● Page extract:
=== Section Start ===

In 1997 allegations were made that he was abusive to his staff. Olson denied them and no charges were filed, however he attended two counseling sessions with Steve Sviggum, then Republican leader in the House.

During his time with the legislature Olson was routinely received high marks on the Taxpayer's League of Minnesota annual score card, and received the fiscally conservative groups "Best friend of the Taxpayer" award Five times for perfect scores. He also frequently scored high on the Legislative Evaluation Assembly of Minnesota (LEA) score card which "bases its evaluation on the traditional American principles of constitutionalism, limited government, free enterprise, legal and moral order with justice and individual liberty and dignity." Olson received perfect scores during his final year in office. He was also known for being staunchly pro-life.

During the 2007–2008 session, Olsen served on the following committees: Governmental Operations, Reform, Technology and Elections; K-12 Finance Division; Local Government and Metropolitan Affairs; Veterans Affairs Division. Olson received his first and only Committee Chairmanship in the Local Government Committee in 2005-2006.

==== Domestic assault charge ====
On November 11, 2006, days after winning re-election, Olson was arrested in Blaine after police were called to his Big Lake home. According to the criminal complaint, Olson’s wife Heidi told investigators that after an argument Olson pushed her to the ground three times. Olson later admitted to having taken his wife by the shoulders and "placing" her on the ground, according to the police report. After spending two nights in jail, Olson was charged with two misdemeanor counts of fifth degree domestic assault.

=== Section End ===

● Task directions:
Write out the passage about Olson word for word, everything from "During his time" down to "being staunchly pro-life.". The listing isn't needed for this work.

● Provided information:

=== Section Start ===

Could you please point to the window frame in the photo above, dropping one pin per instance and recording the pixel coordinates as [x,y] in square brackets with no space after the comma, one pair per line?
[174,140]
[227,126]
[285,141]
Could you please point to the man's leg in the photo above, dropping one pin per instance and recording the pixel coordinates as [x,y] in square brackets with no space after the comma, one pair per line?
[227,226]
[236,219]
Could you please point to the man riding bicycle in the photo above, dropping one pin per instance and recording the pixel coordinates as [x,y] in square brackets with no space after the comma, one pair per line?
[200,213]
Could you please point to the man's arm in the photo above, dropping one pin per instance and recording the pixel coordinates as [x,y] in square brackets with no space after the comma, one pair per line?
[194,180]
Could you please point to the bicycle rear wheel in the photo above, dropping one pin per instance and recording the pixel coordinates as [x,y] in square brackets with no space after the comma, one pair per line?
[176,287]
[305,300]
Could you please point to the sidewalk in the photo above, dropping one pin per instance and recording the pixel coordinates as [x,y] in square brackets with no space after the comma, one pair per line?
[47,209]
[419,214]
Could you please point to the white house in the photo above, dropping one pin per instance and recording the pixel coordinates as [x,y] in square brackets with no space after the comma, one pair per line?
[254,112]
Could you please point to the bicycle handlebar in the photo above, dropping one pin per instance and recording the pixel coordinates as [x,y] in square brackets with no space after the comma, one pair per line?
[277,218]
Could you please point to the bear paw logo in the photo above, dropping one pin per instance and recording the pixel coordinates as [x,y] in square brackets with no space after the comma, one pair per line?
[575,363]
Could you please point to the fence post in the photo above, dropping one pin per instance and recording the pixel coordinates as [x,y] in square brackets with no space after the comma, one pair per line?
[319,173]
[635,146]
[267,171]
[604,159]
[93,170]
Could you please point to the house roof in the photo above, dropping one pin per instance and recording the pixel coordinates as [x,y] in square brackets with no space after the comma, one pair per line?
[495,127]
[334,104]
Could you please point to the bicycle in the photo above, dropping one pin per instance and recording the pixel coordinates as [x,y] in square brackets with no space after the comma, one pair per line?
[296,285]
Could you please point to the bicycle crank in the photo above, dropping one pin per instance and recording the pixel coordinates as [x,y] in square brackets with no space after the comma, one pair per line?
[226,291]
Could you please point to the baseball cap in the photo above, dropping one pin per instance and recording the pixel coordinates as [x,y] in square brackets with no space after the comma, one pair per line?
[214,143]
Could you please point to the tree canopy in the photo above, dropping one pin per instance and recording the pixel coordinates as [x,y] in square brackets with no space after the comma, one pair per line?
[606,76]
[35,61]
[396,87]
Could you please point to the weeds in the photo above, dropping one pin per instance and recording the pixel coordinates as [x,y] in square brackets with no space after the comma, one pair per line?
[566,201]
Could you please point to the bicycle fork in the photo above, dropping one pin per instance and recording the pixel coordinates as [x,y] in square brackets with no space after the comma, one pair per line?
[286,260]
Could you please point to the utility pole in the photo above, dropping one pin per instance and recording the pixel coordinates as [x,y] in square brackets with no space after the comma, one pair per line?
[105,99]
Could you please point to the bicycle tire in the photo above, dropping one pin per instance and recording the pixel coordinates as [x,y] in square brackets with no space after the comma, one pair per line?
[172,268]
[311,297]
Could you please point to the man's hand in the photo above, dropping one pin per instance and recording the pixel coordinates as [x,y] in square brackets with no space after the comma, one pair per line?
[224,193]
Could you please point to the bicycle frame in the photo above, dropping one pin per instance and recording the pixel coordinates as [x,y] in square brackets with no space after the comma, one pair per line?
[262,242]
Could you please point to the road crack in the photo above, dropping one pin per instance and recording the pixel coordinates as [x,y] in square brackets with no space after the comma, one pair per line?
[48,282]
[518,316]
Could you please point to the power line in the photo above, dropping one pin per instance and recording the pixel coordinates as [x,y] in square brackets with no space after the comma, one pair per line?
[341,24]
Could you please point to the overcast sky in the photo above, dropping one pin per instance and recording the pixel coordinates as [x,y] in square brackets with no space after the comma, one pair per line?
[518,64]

=== Section End ===
=== Section Start ===

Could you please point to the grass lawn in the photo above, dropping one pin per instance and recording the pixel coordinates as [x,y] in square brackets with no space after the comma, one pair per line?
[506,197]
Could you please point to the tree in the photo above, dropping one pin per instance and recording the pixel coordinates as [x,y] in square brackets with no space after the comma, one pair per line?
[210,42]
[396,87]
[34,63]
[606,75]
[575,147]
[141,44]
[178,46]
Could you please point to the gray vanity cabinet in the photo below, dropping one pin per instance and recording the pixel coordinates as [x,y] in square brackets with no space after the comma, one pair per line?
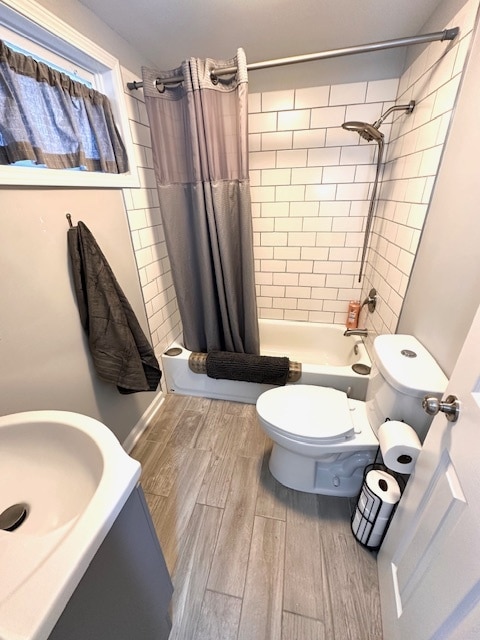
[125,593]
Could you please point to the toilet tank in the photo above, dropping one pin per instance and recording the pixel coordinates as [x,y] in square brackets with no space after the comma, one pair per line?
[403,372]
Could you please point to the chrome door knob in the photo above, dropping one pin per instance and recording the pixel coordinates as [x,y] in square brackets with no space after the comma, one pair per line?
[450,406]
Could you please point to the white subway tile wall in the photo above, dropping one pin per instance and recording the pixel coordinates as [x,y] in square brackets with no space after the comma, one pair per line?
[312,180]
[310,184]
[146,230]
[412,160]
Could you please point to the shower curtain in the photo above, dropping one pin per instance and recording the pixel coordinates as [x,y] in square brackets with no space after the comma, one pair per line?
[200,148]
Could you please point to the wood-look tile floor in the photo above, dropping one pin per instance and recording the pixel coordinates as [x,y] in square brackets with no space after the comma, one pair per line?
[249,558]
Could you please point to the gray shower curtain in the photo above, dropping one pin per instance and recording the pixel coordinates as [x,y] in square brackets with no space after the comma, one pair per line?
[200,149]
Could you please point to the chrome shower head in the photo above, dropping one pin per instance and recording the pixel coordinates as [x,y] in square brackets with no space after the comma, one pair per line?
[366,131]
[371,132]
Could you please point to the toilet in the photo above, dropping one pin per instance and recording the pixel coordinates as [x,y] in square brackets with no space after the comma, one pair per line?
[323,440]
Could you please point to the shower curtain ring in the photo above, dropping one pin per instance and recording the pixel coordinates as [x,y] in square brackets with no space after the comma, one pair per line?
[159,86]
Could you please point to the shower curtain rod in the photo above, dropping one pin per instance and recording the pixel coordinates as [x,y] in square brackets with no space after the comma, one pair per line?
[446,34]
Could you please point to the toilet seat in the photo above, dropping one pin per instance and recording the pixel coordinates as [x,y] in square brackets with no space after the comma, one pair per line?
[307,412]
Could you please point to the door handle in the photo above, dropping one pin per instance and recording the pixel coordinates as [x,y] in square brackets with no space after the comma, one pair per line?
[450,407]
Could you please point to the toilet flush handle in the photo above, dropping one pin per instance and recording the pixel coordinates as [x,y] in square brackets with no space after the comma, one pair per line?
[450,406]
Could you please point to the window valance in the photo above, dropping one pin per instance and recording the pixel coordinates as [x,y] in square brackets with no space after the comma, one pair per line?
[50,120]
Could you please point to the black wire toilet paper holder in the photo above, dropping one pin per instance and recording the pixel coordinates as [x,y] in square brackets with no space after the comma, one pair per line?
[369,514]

=== Section End ===

● Answer for the task:
During his time with the legislature Olson was routinely received high marks on the Taxpayer's League of Minnesota annual score card, and received the fiscally conservative groups "Best friend of the Taxpayer" award Five times for perfect scores. He also frequently scored high on the Legislative Evaluation Assembly of Minnesota (LEA) score card which "bases its evaluation on the traditional American principles of constitutionalism, limited government, free enterprise, legal and moral order with justice and individual liberty and dignity." Olson received perfect scores during his final year in office. He was also known for being staunchly pro-life.